Aim
Repeat each record below exactly as given.

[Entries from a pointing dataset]

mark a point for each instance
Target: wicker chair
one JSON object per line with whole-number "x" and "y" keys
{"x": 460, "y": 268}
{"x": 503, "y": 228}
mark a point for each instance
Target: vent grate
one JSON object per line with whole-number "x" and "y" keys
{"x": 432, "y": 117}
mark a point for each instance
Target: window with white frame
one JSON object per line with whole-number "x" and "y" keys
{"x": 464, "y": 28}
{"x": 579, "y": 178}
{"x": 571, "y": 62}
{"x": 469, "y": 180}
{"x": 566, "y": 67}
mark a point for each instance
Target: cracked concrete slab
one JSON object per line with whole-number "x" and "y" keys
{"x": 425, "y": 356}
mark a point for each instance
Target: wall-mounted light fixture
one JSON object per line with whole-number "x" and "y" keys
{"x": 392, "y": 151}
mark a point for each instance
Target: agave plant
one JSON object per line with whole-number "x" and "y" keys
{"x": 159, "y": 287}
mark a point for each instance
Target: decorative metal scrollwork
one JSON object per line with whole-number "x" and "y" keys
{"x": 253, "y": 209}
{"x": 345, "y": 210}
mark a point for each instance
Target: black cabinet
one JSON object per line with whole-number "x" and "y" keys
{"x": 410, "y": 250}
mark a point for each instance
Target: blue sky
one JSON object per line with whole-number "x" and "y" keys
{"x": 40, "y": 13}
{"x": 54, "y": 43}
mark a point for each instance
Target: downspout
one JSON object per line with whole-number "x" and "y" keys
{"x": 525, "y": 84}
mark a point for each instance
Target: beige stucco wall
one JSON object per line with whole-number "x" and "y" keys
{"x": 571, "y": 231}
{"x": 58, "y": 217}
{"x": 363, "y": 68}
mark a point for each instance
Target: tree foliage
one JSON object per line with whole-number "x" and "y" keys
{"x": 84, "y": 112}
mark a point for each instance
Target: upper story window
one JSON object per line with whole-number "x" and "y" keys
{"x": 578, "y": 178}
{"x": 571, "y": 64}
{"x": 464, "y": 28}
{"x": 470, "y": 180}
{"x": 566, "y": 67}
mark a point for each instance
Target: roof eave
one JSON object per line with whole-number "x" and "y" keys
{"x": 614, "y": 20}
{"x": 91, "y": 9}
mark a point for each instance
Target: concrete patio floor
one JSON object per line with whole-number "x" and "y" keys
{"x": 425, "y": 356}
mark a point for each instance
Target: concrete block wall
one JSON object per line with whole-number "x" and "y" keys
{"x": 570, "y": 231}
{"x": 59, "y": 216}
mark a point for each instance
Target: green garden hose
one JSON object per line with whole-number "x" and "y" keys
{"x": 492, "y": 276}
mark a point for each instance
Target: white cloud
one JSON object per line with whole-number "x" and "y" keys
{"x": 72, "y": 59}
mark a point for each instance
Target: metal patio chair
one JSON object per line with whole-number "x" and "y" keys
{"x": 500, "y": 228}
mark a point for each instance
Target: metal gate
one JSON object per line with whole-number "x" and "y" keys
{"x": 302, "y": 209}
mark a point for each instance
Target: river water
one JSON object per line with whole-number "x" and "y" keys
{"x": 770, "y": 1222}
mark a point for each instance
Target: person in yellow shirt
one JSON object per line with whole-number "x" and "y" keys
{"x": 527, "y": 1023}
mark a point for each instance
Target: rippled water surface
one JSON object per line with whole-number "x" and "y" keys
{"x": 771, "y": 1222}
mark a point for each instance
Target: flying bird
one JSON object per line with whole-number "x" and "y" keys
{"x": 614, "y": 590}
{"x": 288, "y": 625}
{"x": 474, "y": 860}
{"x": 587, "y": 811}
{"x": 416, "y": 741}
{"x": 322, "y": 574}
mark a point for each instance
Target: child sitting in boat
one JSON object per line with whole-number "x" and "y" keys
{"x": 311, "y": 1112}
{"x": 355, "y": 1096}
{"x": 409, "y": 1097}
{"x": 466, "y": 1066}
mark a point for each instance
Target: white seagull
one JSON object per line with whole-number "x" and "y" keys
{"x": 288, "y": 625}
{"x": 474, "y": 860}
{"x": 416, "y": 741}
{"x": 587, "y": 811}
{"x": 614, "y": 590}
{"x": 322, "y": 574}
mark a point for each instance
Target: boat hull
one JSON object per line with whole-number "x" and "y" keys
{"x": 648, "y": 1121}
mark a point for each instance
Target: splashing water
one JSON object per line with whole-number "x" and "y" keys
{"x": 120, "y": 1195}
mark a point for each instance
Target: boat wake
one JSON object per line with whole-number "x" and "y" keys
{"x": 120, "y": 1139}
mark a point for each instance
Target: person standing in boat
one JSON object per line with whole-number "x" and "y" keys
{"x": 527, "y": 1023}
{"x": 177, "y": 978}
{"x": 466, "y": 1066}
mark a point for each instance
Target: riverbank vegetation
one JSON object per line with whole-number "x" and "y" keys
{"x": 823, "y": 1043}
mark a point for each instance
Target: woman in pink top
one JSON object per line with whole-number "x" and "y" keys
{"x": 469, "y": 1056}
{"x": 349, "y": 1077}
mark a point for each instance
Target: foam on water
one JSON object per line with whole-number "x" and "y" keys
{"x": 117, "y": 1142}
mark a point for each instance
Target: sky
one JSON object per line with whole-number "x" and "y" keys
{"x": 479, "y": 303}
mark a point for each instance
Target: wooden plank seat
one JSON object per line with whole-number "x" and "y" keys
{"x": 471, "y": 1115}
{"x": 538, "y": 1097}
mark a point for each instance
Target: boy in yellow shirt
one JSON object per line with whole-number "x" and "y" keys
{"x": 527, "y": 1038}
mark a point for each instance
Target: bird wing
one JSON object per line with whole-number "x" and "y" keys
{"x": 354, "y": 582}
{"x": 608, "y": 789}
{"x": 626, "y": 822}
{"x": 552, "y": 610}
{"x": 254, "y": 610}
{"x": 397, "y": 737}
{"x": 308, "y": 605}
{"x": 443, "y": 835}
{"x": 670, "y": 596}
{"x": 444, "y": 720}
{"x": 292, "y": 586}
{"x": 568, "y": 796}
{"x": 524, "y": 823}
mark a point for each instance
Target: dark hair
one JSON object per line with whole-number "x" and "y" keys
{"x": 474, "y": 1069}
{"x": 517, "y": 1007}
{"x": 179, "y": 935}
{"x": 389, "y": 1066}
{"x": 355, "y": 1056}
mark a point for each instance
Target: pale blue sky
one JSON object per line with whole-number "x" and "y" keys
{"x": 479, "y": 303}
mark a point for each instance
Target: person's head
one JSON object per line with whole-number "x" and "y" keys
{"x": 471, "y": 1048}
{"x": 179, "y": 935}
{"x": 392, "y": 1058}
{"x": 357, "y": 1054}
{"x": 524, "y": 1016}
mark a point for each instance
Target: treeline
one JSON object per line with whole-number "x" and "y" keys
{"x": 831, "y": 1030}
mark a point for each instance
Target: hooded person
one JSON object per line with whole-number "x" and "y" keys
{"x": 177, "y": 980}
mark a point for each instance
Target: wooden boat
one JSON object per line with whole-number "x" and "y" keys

Problem solution
mark a point for each instance
Target: wicker chair
one JSON object per line with whole-number "x" and "y" keys
{"x": 460, "y": 268}
{"x": 503, "y": 228}
mark a point for each instance
Target: vent grate
one JSON object per line with whole-number "x" and "y" keys
{"x": 432, "y": 117}
mark a point for each instance
Target: window with white frame
one JSON object per line with whole-number "x" and "y" keys
{"x": 464, "y": 28}
{"x": 579, "y": 178}
{"x": 571, "y": 62}
{"x": 469, "y": 180}
{"x": 566, "y": 67}
mark a point for each instance
Target: cracked concrete slab
one JSON object per line with whole-number "x" and "y" keys
{"x": 425, "y": 356}
mark a point for each instance
Target: wall-mounted light fixture
one JSON object per line with whole-number "x" and "y" keys
{"x": 392, "y": 151}
mark a point for each instance
Target: agave plant
one JSON object per line with whole-number "x" and "y" keys
{"x": 159, "y": 287}
mark a point for each instance
Target: decorative metal scrollwork
one JSON object per line with whole-number "x" and "y" keys
{"x": 253, "y": 209}
{"x": 345, "y": 210}
mark a point for each instance
Target: black cabinet
one JSON object per line with whole-number "x" and "y" keys
{"x": 410, "y": 250}
mark a point for each instance
Target: blue sky
one JSON object per line with whole-number "x" and "y" keys
{"x": 40, "y": 13}
{"x": 54, "y": 43}
mark a point for each instance
Target: downspout
one JSON object per line with whole-number "x" and "y" keys
{"x": 525, "y": 84}
mark a point for each instance
Target: beige stucco wall
one JSON object per line with whole-number "x" and "y" keys
{"x": 571, "y": 231}
{"x": 58, "y": 217}
{"x": 363, "y": 68}
mark a point for each instance
Target: tree foliage
one JSON object per line with whole-number "x" and "y" keys
{"x": 84, "y": 112}
mark a point for each instance
Target: upper story window
one JSON object per line with whole-number "x" and "y" keys
{"x": 578, "y": 178}
{"x": 571, "y": 64}
{"x": 464, "y": 28}
{"x": 470, "y": 180}
{"x": 566, "y": 67}
mark a point for each instance
Target: roof eave
one JSON object per line with whole-number "x" and "y" keys
{"x": 614, "y": 20}
{"x": 91, "y": 9}
mark a point for each instance
Target: concrete patio floor
one JSON object per line with whole-number "x" and "y" keys
{"x": 425, "y": 356}
mark a point for each instance
Target: concrete block wall
one JSON object per line with whole-number "x" and "y" keys
{"x": 570, "y": 231}
{"x": 59, "y": 216}
mark a point for each instance
Target: green garden hose
one JSON object per line with whole-number "x" and "y" keys
{"x": 492, "y": 276}
mark a point for each instance
Target: white cloud
one JSON object per line with whole-number "x" and "y" keys
{"x": 72, "y": 59}
mark a point for each instance
Target: metal patio chair
one JSON object per line with whole-number "x" and "y" keys
{"x": 500, "y": 228}
mark a point for each instance
Target: metal gate
one JSON object per line with whole-number "x" and "y" keys
{"x": 302, "y": 209}
mark a point for each instance
Target: river water
one JSON object per line with whole-number "x" and "y" keys
{"x": 770, "y": 1222}
mark a point for each instance
Target: person in yellow shirt
one JSON object per line with whole-number "x" and "y" keys
{"x": 527, "y": 1023}
mark a point for each instance
Target: rippled water surface
one JSON object per line with whole-number "x" and "y" keys
{"x": 771, "y": 1222}
mark a point for each instance
Target: flying bird
one JSON object per line with whole-number "x" and "y" keys
{"x": 614, "y": 590}
{"x": 288, "y": 625}
{"x": 474, "y": 860}
{"x": 587, "y": 811}
{"x": 416, "y": 741}
{"x": 322, "y": 574}
mark a point for each instance
Target: child sitting in boat
one JSON object per line with whole-number "x" and "y" keys
{"x": 311, "y": 1112}
{"x": 355, "y": 1096}
{"x": 409, "y": 1097}
{"x": 466, "y": 1066}
mark a point for each instance
Target: white seagull
one JSON object per line with whole-number "x" and "y" keys
{"x": 288, "y": 625}
{"x": 474, "y": 860}
{"x": 416, "y": 741}
{"x": 587, "y": 811}
{"x": 614, "y": 590}
{"x": 322, "y": 574}
mark a point for each instance
Target: boat hull
one JSON object per line with whole-number "x" and "y" keys
{"x": 648, "y": 1121}
mark a point for each instance
Target: splashing water
one JSON object per line with whole-number "x" and "y" keys
{"x": 120, "y": 1195}
mark a point for each instance
Target: boat wake
one JSON object per line with whole-number "x" and "y" keys
{"x": 120, "y": 1139}
mark a point for each instance
Target: person standing in boat
one JSON object per line with whole-number "x" and "y" keys
{"x": 527, "y": 1023}
{"x": 177, "y": 978}
{"x": 466, "y": 1066}
mark a point for each instance
Target: riverbank vegetation
one JSON object per line with whole-number "x" and "y" keys
{"x": 823, "y": 1043}
mark a point for each instance
Target: woman in pink top
one JSON object per line with whole-number "x" and "y" keys
{"x": 469, "y": 1056}
{"x": 349, "y": 1077}
mark a point for each instance
Target: foam on water
one JSON object per line with whole-number "x" and "y" keys
{"x": 117, "y": 1142}
mark a point for each instance
Target: sky
one JSON object per line with whole-number "x" and "y" keys
{"x": 479, "y": 303}
mark a point for each instance
Target: wooden plank seat
one JSON object per line with whole-number "x" and "y" keys
{"x": 471, "y": 1115}
{"x": 538, "y": 1097}
mark a point for each instance
Target: boy in yellow shirt
one JSON object per line with whole-number "x" and "y" keys
{"x": 527, "y": 1038}
mark a point for each instance
Target: bird wing
one JSON object per line with whole-number "x" and "y" keys
{"x": 354, "y": 582}
{"x": 608, "y": 789}
{"x": 626, "y": 822}
{"x": 552, "y": 610}
{"x": 254, "y": 610}
{"x": 397, "y": 737}
{"x": 308, "y": 605}
{"x": 443, "y": 835}
{"x": 670, "y": 596}
{"x": 444, "y": 720}
{"x": 292, "y": 586}
{"x": 568, "y": 796}
{"x": 524, "y": 823}
mark a point for each instance
Target: dark hair
one JSON object per line with whole-number "x" and "y" keys
{"x": 474, "y": 1069}
{"x": 517, "y": 1007}
{"x": 179, "y": 935}
{"x": 389, "y": 1066}
{"x": 355, "y": 1056}
mark a point for each instance
Target: pale blue sky
one JSON object per line with whole-number "x" and "y" keys
{"x": 479, "y": 303}
mark a point for each instance
Target: person's head
one JSON object per line with whole-number "x" and "y" keys
{"x": 471, "y": 1048}
{"x": 179, "y": 935}
{"x": 392, "y": 1058}
{"x": 357, "y": 1054}
{"x": 524, "y": 1016}
mark a point for each instance
Target: treeline
one JSON object per line with whole-number "x" and "y" keys
{"x": 831, "y": 1030}
mark a point for each instance
Target: hooded person
one JSON object per line with whole-number "x" and "y" keys
{"x": 177, "y": 980}
mark a point for each instance
Target: wooden boat
one JSON object per line with whole-number "x" and "y" keys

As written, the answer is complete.